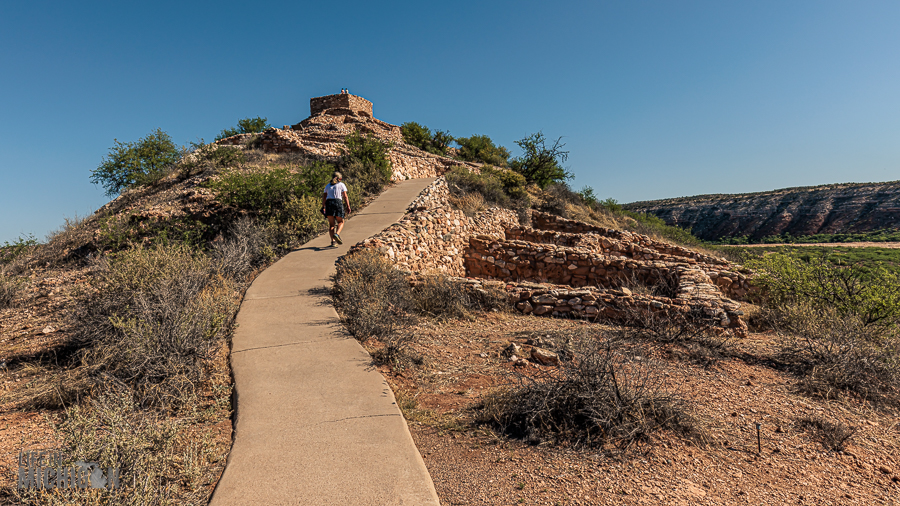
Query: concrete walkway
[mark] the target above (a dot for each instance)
(316, 424)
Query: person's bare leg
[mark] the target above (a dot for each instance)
(331, 230)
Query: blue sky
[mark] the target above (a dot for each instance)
(654, 99)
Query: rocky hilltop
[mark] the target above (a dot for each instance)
(827, 209)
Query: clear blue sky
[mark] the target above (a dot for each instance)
(654, 99)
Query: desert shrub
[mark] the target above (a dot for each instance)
(513, 182)
(838, 325)
(368, 156)
(136, 163)
(557, 198)
(288, 203)
(462, 181)
(159, 462)
(541, 163)
(203, 157)
(20, 246)
(421, 137)
(836, 354)
(480, 148)
(469, 203)
(263, 192)
(10, 287)
(246, 126)
(244, 248)
(373, 297)
(159, 316)
(834, 436)
(438, 296)
(870, 294)
(601, 397)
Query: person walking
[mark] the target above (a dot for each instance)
(333, 205)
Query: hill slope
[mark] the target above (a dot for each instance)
(827, 209)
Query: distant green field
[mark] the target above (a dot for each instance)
(868, 258)
(885, 235)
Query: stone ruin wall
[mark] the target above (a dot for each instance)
(629, 258)
(583, 276)
(532, 271)
(432, 235)
(333, 118)
(359, 105)
(552, 222)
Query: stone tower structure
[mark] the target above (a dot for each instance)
(343, 103)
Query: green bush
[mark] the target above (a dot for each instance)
(10, 286)
(513, 182)
(136, 163)
(600, 397)
(838, 325)
(541, 163)
(373, 297)
(246, 126)
(12, 250)
(161, 314)
(366, 160)
(421, 137)
(873, 295)
(462, 181)
(288, 203)
(481, 149)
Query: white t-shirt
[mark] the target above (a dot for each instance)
(335, 191)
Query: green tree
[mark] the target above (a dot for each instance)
(480, 148)
(421, 137)
(589, 197)
(541, 163)
(136, 163)
(246, 126)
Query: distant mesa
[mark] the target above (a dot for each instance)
(334, 117)
(827, 209)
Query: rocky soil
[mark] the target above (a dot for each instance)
(470, 464)
(828, 209)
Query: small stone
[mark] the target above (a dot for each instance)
(545, 357)
(513, 349)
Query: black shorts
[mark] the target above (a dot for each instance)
(334, 207)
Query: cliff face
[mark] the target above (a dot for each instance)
(831, 209)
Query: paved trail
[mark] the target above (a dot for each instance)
(316, 424)
(889, 245)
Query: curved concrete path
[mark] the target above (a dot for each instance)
(316, 424)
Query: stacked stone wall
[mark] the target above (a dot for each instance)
(623, 305)
(730, 282)
(549, 222)
(359, 105)
(432, 235)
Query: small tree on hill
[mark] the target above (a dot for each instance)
(541, 163)
(421, 137)
(480, 148)
(246, 126)
(136, 163)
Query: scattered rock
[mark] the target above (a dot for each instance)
(544, 357)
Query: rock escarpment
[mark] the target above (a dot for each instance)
(829, 209)
(334, 117)
(563, 268)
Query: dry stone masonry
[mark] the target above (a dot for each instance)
(432, 235)
(572, 270)
(334, 117)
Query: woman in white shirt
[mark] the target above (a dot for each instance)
(333, 203)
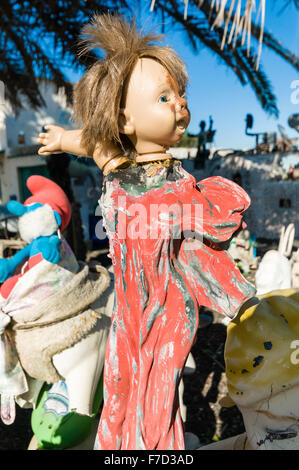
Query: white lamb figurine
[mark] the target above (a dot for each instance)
(275, 269)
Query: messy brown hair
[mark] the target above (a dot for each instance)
(100, 93)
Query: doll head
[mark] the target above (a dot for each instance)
(262, 368)
(115, 84)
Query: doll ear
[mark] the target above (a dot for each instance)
(125, 122)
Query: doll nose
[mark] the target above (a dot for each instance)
(181, 105)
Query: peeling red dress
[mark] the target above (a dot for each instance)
(164, 231)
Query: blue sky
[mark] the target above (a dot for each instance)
(215, 90)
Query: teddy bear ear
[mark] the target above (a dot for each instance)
(16, 208)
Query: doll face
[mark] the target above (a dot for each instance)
(155, 115)
(273, 424)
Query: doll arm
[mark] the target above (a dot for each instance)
(9, 265)
(60, 140)
(107, 155)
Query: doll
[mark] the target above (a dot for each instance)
(165, 230)
(54, 318)
(264, 381)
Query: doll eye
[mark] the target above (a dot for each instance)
(163, 99)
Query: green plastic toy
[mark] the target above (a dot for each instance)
(55, 427)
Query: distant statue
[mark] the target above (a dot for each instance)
(203, 137)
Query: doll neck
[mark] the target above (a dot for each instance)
(152, 156)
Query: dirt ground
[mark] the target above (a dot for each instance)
(202, 390)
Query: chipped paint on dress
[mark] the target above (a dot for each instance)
(160, 282)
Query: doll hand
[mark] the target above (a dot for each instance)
(51, 140)
(48, 247)
(6, 269)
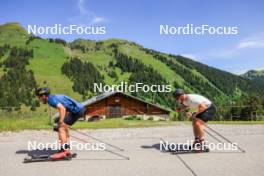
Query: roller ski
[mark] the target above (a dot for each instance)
(60, 156)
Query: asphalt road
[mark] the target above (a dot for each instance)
(140, 145)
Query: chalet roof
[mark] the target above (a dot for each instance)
(108, 94)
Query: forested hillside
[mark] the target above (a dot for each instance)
(71, 68)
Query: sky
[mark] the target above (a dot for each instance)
(139, 21)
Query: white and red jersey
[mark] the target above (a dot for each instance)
(193, 101)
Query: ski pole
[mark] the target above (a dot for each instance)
(242, 150)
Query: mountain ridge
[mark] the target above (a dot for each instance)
(50, 55)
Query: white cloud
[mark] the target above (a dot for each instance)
(191, 56)
(254, 41)
(86, 16)
(258, 43)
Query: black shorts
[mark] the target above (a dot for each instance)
(207, 114)
(71, 118)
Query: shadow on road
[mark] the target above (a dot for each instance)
(46, 151)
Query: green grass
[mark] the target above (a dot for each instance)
(163, 69)
(46, 64)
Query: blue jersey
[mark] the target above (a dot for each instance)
(69, 104)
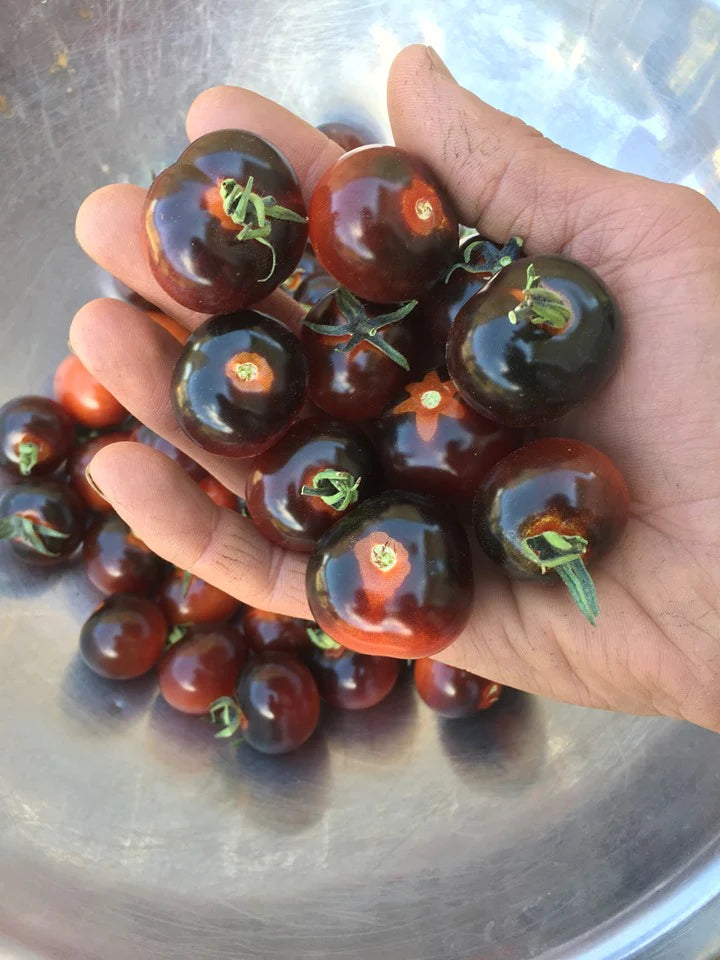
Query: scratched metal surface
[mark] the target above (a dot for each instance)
(543, 831)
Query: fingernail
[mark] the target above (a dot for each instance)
(438, 63)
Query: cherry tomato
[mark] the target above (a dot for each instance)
(551, 507)
(43, 520)
(478, 262)
(349, 136)
(239, 384)
(434, 443)
(541, 338)
(274, 633)
(186, 598)
(36, 435)
(353, 681)
(219, 494)
(84, 397)
(201, 667)
(78, 464)
(359, 366)
(394, 577)
(319, 470)
(452, 692)
(124, 637)
(277, 705)
(143, 434)
(226, 223)
(116, 561)
(382, 225)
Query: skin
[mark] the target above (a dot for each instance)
(656, 649)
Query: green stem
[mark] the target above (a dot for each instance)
(563, 554)
(337, 488)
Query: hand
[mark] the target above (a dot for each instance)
(656, 648)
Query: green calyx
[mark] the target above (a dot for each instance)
(362, 328)
(337, 488)
(321, 640)
(252, 213)
(539, 305)
(27, 457)
(27, 531)
(226, 713)
(491, 260)
(563, 554)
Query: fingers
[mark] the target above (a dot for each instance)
(309, 151)
(505, 177)
(177, 520)
(134, 358)
(109, 229)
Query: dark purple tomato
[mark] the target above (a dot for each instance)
(353, 681)
(349, 136)
(278, 704)
(314, 288)
(116, 561)
(225, 224)
(382, 225)
(43, 520)
(479, 260)
(452, 692)
(274, 633)
(143, 434)
(36, 435)
(239, 383)
(204, 665)
(357, 367)
(540, 339)
(319, 470)
(186, 598)
(551, 507)
(79, 462)
(124, 637)
(393, 578)
(434, 443)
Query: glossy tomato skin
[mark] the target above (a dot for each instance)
(116, 561)
(525, 373)
(201, 667)
(239, 383)
(50, 504)
(358, 384)
(433, 443)
(37, 422)
(438, 308)
(277, 506)
(274, 633)
(382, 225)
(280, 705)
(451, 692)
(353, 681)
(349, 136)
(124, 637)
(195, 601)
(144, 435)
(554, 484)
(79, 462)
(84, 397)
(192, 244)
(416, 605)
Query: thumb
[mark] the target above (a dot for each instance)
(505, 178)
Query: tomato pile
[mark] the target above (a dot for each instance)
(403, 420)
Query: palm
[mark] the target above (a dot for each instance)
(654, 649)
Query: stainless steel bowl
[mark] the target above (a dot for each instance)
(539, 831)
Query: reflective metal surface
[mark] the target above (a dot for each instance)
(539, 831)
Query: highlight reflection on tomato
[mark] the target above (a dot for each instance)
(393, 578)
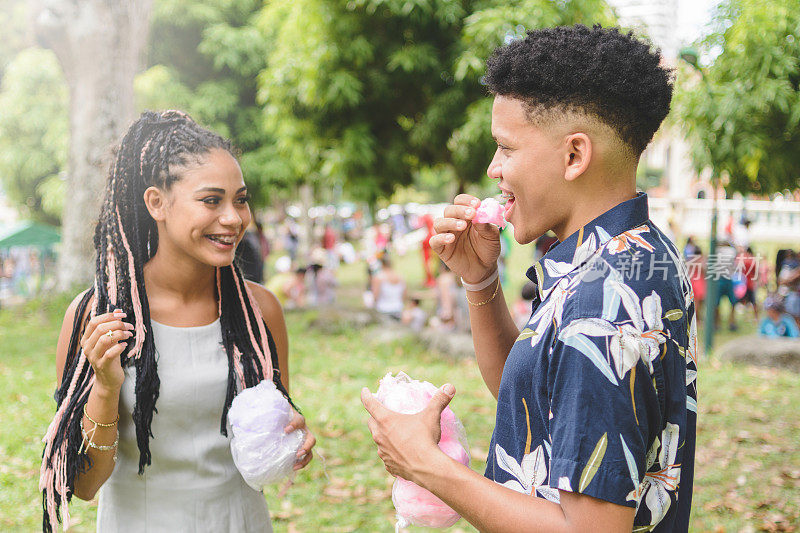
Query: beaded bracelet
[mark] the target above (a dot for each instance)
(99, 424)
(101, 447)
(478, 304)
(475, 287)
+ + +
How many of the lines above hold the word "surface"? Give only that number.

_Written reply_:
2